Segmentation annotation records:
★ ★ ★ ★ ★ ★ ★

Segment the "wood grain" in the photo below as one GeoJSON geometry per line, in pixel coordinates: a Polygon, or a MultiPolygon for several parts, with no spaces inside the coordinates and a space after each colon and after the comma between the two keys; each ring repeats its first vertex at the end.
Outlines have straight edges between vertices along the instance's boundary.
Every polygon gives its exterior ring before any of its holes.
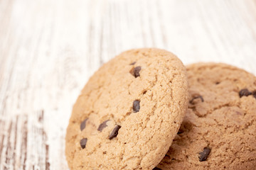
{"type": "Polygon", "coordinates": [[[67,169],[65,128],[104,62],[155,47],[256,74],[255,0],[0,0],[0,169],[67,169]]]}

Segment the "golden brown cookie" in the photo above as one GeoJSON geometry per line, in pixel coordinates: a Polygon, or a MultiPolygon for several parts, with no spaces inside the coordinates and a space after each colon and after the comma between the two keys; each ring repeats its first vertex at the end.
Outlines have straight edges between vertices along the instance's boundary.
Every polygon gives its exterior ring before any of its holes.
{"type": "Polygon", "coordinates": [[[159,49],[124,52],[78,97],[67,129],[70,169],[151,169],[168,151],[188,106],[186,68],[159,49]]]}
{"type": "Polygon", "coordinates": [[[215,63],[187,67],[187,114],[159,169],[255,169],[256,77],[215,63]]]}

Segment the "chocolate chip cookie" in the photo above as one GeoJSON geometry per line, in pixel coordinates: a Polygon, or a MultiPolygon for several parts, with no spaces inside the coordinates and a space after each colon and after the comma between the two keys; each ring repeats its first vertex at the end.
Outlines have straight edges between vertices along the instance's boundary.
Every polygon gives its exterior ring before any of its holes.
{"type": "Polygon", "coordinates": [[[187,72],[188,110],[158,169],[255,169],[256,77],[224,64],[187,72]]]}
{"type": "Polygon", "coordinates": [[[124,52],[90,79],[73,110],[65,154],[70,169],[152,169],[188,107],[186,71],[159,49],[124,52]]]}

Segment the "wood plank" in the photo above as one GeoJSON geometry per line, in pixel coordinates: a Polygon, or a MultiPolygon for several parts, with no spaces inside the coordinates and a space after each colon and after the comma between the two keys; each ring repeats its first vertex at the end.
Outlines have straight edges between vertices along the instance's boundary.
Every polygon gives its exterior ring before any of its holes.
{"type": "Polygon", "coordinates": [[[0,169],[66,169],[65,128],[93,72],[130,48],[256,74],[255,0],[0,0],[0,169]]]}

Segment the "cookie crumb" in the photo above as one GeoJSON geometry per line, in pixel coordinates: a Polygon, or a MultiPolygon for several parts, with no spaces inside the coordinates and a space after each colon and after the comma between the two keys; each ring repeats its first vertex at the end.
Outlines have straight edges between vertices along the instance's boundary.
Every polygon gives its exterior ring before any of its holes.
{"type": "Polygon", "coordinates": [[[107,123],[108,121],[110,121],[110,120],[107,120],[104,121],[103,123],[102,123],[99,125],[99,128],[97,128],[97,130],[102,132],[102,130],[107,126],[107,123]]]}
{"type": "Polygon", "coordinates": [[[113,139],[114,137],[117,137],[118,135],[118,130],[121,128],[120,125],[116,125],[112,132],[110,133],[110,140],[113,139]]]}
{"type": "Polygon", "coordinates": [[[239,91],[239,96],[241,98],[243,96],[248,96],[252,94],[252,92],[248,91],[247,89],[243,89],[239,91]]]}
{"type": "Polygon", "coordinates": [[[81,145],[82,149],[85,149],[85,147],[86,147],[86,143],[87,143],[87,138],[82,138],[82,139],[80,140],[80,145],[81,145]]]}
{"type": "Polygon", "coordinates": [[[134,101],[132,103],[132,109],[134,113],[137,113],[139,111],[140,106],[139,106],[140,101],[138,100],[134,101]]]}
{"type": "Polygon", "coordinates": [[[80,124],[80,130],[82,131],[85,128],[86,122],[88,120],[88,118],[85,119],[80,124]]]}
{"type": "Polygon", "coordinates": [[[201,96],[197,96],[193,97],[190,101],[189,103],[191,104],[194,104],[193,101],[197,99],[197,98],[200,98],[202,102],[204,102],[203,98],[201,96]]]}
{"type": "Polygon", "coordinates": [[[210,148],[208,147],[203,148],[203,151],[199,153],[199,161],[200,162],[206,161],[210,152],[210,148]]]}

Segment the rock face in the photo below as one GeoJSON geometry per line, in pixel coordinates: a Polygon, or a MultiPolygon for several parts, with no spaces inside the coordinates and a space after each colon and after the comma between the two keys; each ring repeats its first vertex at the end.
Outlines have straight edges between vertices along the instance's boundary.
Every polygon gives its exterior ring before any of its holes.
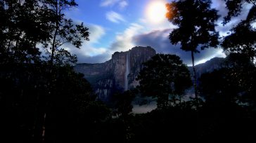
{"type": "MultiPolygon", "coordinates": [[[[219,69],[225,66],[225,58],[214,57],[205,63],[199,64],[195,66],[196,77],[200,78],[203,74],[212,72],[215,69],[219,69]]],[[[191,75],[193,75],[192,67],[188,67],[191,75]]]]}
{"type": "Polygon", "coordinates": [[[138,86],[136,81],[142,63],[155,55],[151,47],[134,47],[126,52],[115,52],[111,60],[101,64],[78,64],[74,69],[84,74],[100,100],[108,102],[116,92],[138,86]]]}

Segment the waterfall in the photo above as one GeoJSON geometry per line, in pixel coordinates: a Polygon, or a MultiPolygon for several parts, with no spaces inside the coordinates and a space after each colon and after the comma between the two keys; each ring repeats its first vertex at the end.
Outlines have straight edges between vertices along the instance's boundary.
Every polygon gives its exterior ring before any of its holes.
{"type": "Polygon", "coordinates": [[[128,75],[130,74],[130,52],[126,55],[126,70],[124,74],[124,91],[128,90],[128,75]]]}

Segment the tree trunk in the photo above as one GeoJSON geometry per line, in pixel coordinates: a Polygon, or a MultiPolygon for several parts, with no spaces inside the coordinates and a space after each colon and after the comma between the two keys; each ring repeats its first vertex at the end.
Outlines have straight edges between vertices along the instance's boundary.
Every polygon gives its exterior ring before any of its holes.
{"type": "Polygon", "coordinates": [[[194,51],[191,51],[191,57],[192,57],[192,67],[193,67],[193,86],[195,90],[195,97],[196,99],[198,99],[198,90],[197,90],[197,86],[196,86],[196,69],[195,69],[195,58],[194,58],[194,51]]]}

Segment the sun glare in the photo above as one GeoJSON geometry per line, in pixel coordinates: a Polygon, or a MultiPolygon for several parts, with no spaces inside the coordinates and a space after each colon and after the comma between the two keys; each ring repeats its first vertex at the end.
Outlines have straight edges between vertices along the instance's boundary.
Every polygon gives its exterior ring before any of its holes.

★ ★ ★ ★ ★ ★ ★

DIRECTIVE: Quote the records verbatim, starting at the line that contains "Segment the sun" and continuing through the final line of the records.

EXERCISE RESPONSE:
Segment the sun glare in the photo above as one GeoJSON geometry per line, in pixel coordinates: a Polygon, or a MultiPolygon for several parts, with no spaces inside the coordinates and a space after each colon and after the comma between the two keys; each ring repeats its first vertex at the end.
Outlines have straight edges between vertices along the instance's boundary.
Every polygon gives its exterior ring before any of its holes.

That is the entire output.